• 练习说明: 将下列全部行逐字重新键入，答案中省略图片。

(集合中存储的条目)
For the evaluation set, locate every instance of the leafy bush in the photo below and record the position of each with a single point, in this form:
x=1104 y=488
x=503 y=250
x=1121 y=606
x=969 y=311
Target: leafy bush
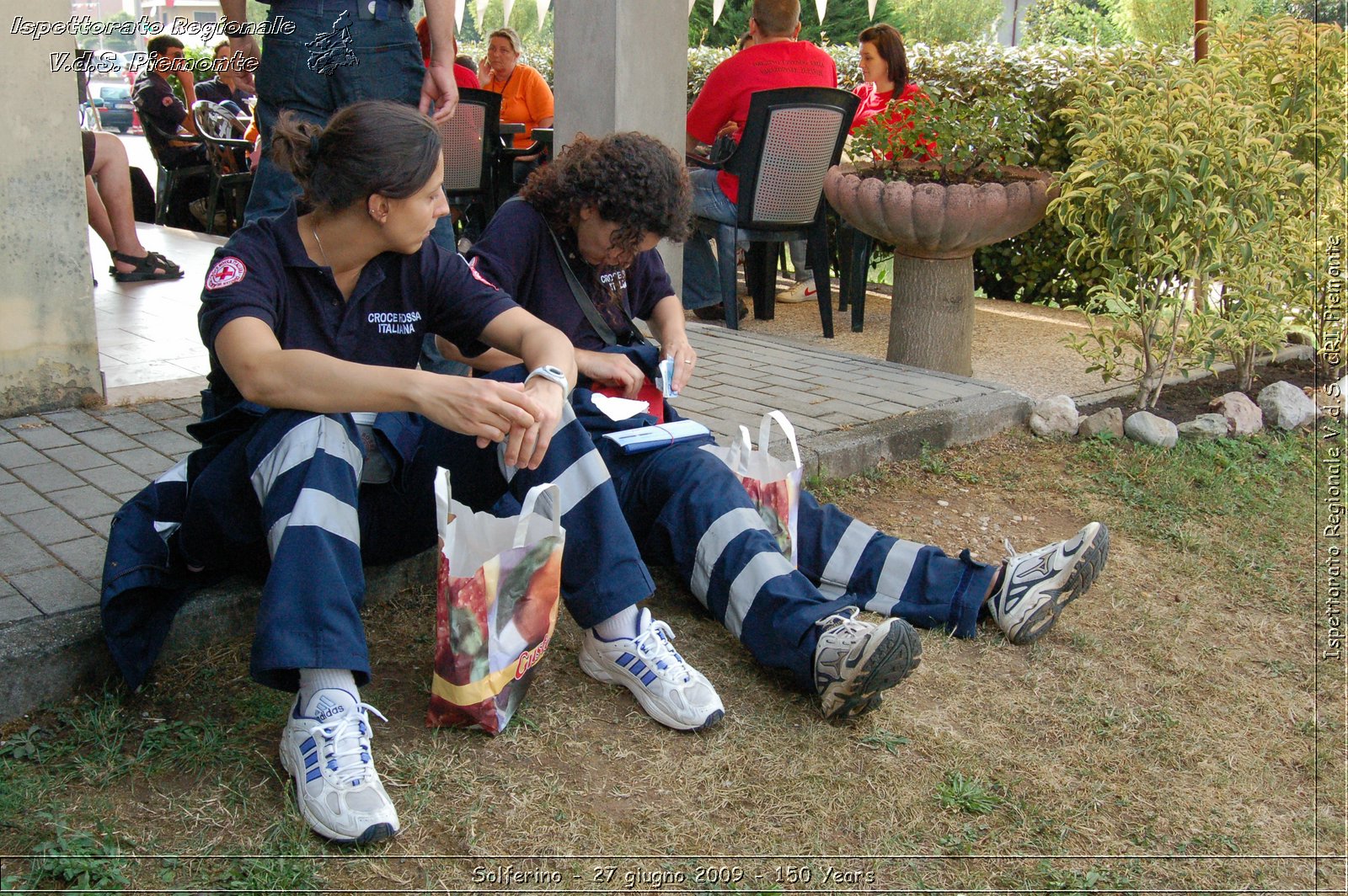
x=948 y=22
x=1185 y=190
x=1073 y=22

• 参考答案:
For the evaluation set, locate every instance of the leafy bush in the photo below and record the position of each with a single point, in this form:
x=1104 y=488
x=503 y=250
x=1121 y=606
x=969 y=311
Target: leafy bush
x=948 y=22
x=1185 y=190
x=1073 y=22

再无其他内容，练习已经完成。